Tarefas a realizar:
a – Reproduza fielmente o trecho do texto sobre o discurso dramático nos media, começando em "Metáfora. Ao permitir" e terminando em "enfatizarem o objecto.".
b – Com base no texto sobre o discurso dramático nos media, indique se cada afirmação está de acordo com ele. Responda sim ou não e cite textualmente as palavras que o decidem: (i) Pierre Babin apontou cinco procedimentos clássicos de dramatização nos media; (ii) em grego, a palavra "metáfora" significa "transformação"; (iii) o "teatro do povo" decorria em locais diferentes daqueles onde os acontecimentos tinham ocorrido.
c – Dê seguimento ao texto sobre o discurso dramático nos media a partir do ponto em que termina.

Texto fornecido:
Persuasão pela união espectador/actor. A situação do teatro suscita dois tipos de união: a do grupo de espectadores entre si e a desses espectadores com os actores em palco (Silva, 1969: 247). Tal era o sentido do "teatro do povo", gigantescas encenações montadas por diversos regimes pós-revolucionários para assinalar as datas das revoluções, em que este efeito se conseguia convocando o povo para se representar a si próprio num espectáculo que ocorria no mesmo local em que os acontecimentos haviam tido lugar alguns anos antes (a Bastilha, o Palácio de Inverno). Eram situações-limite de união entre espectadores e actores, mas também entre realidade e representação (Dort, 1971: 267-280). Podemos encontrar estas formas de união na comunicação mediática e política actuais, onde se procura frequentemente a identificação entre jornalistas e espectadores ou entre políticos e cidadãos (Mesquita, 2003: 89-106).

3  Operacionalização

Trata-se de adaptar o conceito de discurso dramático, e a problemática teórica construída a partir das suas funções simbólicas, ao campo dos media e em particular ao do jornalismo. Há que torná-lo operatório na realidade particular dos media, de modo a viabilizar a medição dos dados.

Para tanto, partimos dos cinco "procedimentos clássicos de dramatização nos media" apontados por Pierre Babin (1993): o exageramento; a oposição; a simplificação; a deformação; a amplificação emocional. A elaboração crítica de uma grelha de análise, dotada de categorias capazes de medir e caracterizar o discurso dramático, bem como testar as funções que lhe estão associadas, é o passo seguinte.

Metáfora. Ao permitir transportar ideias, objectos ou imagens de um universo semântico original para outro (em grego a palavra significa "transporte"), a metáfora assemelha-se à encenação teatral, na medida em que esta constitui sempre uma recriação do guião e dos cenários originais e uma adaptação a novos contextos (Dawson, 1975: 25). As metáforas conferem ao discurso as propriedades dramáticas da simplificação, ao transportarem o leitor para universos mais acessíveis e, em muitos casos, da intensidade, ao enfatizarem o objecto.

Metonímia. No Dicionário da Literatura (Coelho, 1969: 638) diz-se que "pode resultar das seguintes relações: a parte pela parte; a parte pelo todo; o todo pela parte". Ao nível do discurso mediático, a metonímia pode traduzir-se em tomar o continente pelo conteúdo ou vice-versa, a causa pelo efeito ou vice-versa, o abstracto pelo concreto ou vice-versa. Ao inverter os termos do real, ela encena-o, recria-o. No discurso dos media encontramos diversos processos metonímicos:

a) A identificação entre o medium e outras entidades, sociais ou ideológicas. O efeito metonímico entre representante e representado no campo político é referido por autores como Bourdieu (1989: 157-159) e Abélès (1995). Este raciocínio é transposto para a análise da imprensa e da televisão, em que muitas vezes se procura uma estratégica identidade entre jornalista e leitor/espectador, como notou Mário Mesquita a propósito do Telejornal (2003: 102).

Informação fornecida:

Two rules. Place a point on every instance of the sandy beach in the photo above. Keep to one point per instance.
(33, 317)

Respostas ao exercício:
a –
Metáfora. Ao permitir transportar ideias, objectos ou imagens de um universo semântico original para outro (em grego a palavra significa "transporte"), a metáfora assemelha-se à encenação teatral, na medida em que esta constitui sempre uma recriação do guião e dos cenários originais e uma adaptação a novos contextos (Dawson, 1975: 25). As metáforas conferem ao discurso as propriedades dramáticas da simplificação, ao transportarem o leitor para universos mais acessíveis e, em muitos casos, da intensidade, ao enfatizarem o objecto.

b –
(i) Sim: «partimos dos cinco "procedimentos clássicos de dramatização nos media" apontados por Pierre Babin (1993)».
(ii) Não: «em grego a palavra significa "transporte"».
(iii) Não: «num espectáculo que ocorria no mesmo local em que os acontecimentos haviam tido lugar alguns anos antes».

c –
b) Narração e interpretação de factos concretos através de uma ideologia. Trata-se de uma metonímia muito utilizada pelos media. Já Lenine exprimia a preocupação de situar a realidade ao nível da luta de classes (Domenach, 1962: 22-23). No teatro de participação política também se procurava apresentar uma visão do mundo como a "verdade escondida" nos factos noticiados (Dort, 1971). Uma modalidade particular desta metonímia consiste em tomar entidades individuais por entidades colectivas.

Categorias de simplificação. Uma das propriedades do discurso dramático consiste como vimos na produção de um discurso simples, ideia confirmada por Babin a propósito dos media. Identificámos duas formas de simplificação mensuráveis:

a) Oposições e associações binárias. A oposição binária constitui o processo universal fundamental da produção de sentido (Fiske, 1993:158). Ela e o seu simétrico, a associação binária, além de simplificarem, têm como função estabelecer relações de tensão entre as personagens (Babin, 1993), contribuindo para a agitação política e ajudando a construir a estrutura de representações que o medium pretende veicular.

b) "Rótulos de codificação". Trata-se de um conjunto de termos ou expressões recorrentemente aplicadas a entidades, codificando-as de forma simples e valorativa. O rótulo posiciona a entidade-objecto no quadro da visão do mundo que o jornal pretende impor, criando a ilusão de um determinado real. Além de simplificar pela omissão, ou pela redução de entidades complexas a uma mera "definição-síntese", o rótulo possui na maior parte dos casos, como pudemos constatar, um juízo de valor associado, que alivia o esforço interpretativo do leitor, conduzindo-o a uma leitura ideologicamente enformada das entidades visadas.

Categorias de apelo afectivo. Com o apelo afectivo procura-se um envolvimento emocional que facilitará a persuasão e a assimilação do almejado efeito de "ilusão de realidade". Eis as respectivas categorias mensuráveis:

a) Sentimentos. Quais são as funções que os sentimentos desempenham na visão do mundo do jornal? Que entidades permitem eles relacionar e em que sentidos? A abordagem dos sentimentos, privilegiada por Pierre Ansart (1983), permite-nos descortinar as funções que este atributo dramático desempenhe no discurso.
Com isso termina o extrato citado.